### Dataset excerpts
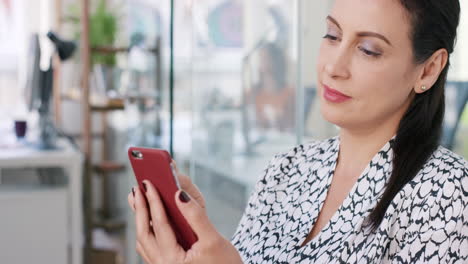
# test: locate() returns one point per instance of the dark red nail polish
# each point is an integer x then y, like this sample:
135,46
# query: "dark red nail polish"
184,197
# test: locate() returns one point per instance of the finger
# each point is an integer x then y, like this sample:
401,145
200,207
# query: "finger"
131,199
195,215
142,253
188,186
162,228
144,233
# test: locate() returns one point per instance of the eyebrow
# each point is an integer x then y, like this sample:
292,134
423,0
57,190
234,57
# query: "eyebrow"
362,34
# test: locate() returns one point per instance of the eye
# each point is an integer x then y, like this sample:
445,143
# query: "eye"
330,37
369,53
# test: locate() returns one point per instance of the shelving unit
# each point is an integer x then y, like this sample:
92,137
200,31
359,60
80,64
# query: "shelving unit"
106,168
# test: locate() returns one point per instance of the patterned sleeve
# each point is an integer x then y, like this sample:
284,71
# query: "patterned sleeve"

### Written request
Copy only this span: the line that contains "# test: locate() returns one point per instance of the finger", the last line, and every line between them.

### Exercise output
# test: locate() returns one point per instance of the finger
# each point is an integer x then y, like this sample:
401,145
200,207
# query: "finger"
131,199
195,215
142,253
188,186
162,228
144,233
# test: locate() returns one point per instance of the eyebrow
# each point is an integer x then y, like this sample:
292,134
423,0
57,190
234,57
# query: "eyebrow"
362,34
# test: locate() returns one point per instance of the eye
# each point is an integer x then y, like this sample:
445,143
# query: "eye"
330,37
369,53
# test: locate() returns one point per instance of the shelving unit
# each point is an integer x then y, like this sample:
92,137
200,31
359,60
80,64
# query: "shelving unit"
106,168
# test: locate() returns one point per instance of the patterned sleeve
# each point is an integer x then y, like this sample:
284,71
# query: "patterned sleeve"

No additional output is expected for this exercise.